#### [EXERCISE DIRECTIONS]
Can you edit the records below so that "white building" becomes "red barn" everywhere, with everything else kept the same? Leave the pictures out of your answer.
━━━ INPUT ROWS ━━━
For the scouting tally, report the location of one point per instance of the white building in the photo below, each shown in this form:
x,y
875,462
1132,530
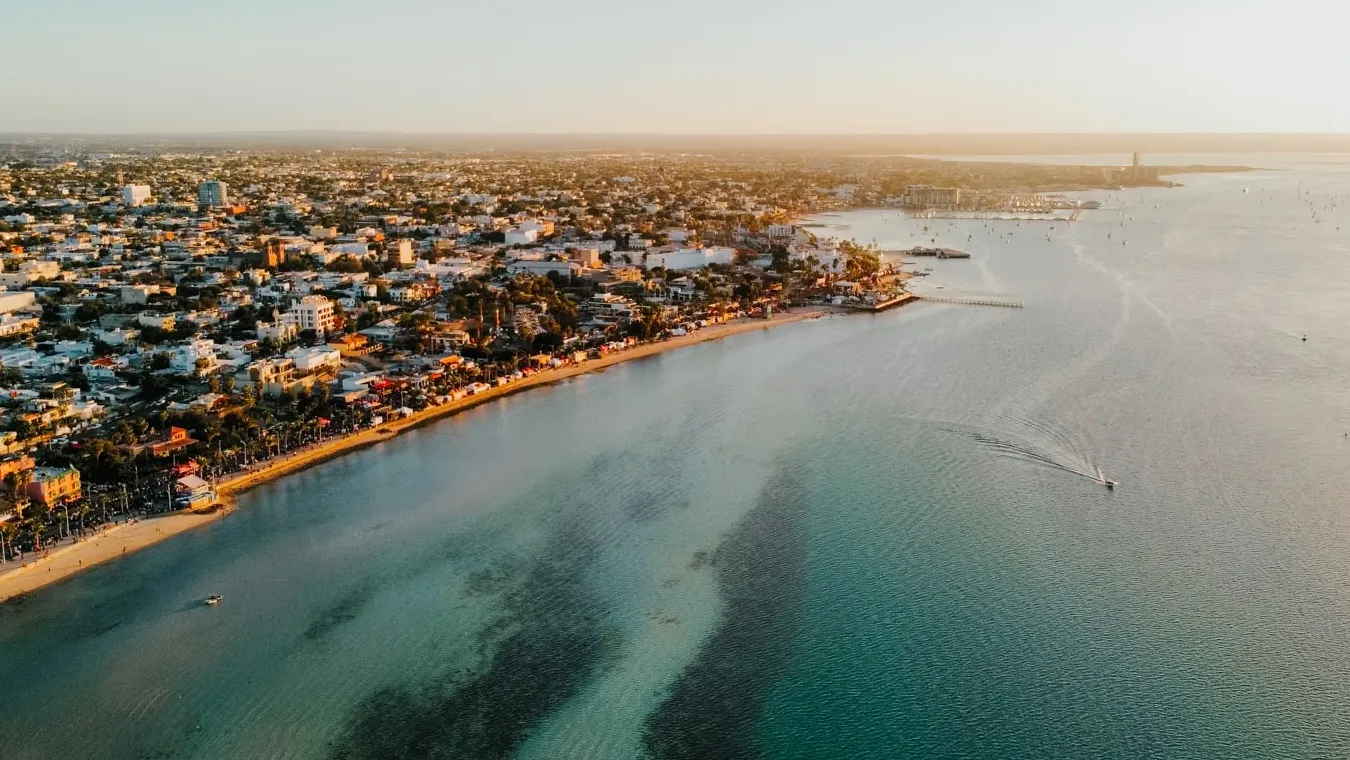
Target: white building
x,y
521,236
315,359
11,324
316,313
137,293
691,258
135,195
280,332
401,253
15,301
542,267
213,193
185,357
━━━
#### [RESPONSE TO THE EXERCISE]
For the scouting tally, report the location of one point per instance of the red barn in the photo below, each shown in this form:
x,y
875,462
1132,530
Target: red barn
x,y
521,236
315,359
11,324
316,313
137,293
691,258
135,195
280,332
401,253
15,301
542,267
213,193
185,357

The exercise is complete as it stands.